## Directions for this task:
Copy the Mac TV tuner post word for word, between "You can download" and "up and running.", inclusive.

## Reading passage:
-- Start --

# Mac TV Tuner



## monkey-boy (Sep 28, 2004)

Hey guys. I tried searching and didn't see this posted, so I thought I'd put in my two bits if anyone ever wondered.

I was looking for a USB/firewire TV Tuner setup for my powerbook. Eventually I gave up since watching TV on my pb would be secondary to watching it on my pc. Anyway, I ended up settling on the Hauppage WinTV-PVR USB2.0 version for $150 at futureshop.

http://www.futureshop.ca/catalog/proddetail.asp?logon=&langid=EN&sku_id=0665000FS10048989&catid=

It went pretty well on my pc, but I wanted to see if I could get it to work on the mac, since I figured that all I needed were a driver and software. After I dug around a teeny tiny bit, I found out that it DOES work! Thankfully, Eskape and Hauppage use the exact same box, I think, except of course, the mac version is a pretty white 

http://www.eskapelabs.com/myTVPVR.html

You can download the drivers under the tech page and it works seamlessly. I forgot where I found out it worked from, I think it was xlr8yourmac? or something to that effect. Anyway, if this is old news, sorry. I was just super excited to get it up and running.

-- End --

## Data supplied:

-- Start --

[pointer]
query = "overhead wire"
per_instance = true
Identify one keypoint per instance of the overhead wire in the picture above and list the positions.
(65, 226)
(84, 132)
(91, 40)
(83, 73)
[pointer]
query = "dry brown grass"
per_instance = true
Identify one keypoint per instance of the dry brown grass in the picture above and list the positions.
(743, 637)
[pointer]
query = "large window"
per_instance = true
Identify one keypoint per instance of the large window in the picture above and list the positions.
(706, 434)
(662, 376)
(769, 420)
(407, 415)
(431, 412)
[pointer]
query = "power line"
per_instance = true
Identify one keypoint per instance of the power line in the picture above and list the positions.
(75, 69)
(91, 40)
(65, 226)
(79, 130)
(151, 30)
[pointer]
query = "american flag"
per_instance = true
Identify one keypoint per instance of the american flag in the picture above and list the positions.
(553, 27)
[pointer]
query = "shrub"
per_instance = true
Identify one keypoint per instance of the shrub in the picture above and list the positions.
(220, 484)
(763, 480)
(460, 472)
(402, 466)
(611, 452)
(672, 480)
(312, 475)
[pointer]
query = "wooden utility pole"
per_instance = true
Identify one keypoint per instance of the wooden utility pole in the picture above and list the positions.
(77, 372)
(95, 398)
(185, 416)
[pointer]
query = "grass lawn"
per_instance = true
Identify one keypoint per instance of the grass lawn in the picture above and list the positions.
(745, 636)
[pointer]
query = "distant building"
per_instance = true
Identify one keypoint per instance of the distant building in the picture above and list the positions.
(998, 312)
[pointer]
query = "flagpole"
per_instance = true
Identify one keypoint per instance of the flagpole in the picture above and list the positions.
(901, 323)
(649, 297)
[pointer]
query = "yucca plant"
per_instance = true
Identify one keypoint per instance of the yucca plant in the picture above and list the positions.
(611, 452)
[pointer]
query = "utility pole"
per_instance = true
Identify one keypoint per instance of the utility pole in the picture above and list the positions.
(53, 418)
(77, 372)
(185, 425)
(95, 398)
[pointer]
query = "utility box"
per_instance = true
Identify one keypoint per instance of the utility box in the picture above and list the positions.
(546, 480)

-- End --

## Final answer:
You can download the drivers under the tech page and it works seamlessly. I forgot where I found out it worked from, I think it was xlr8yourmac? or something to that effect. Anyway, if this is old news, sorry. I was just super excited to get it up and running.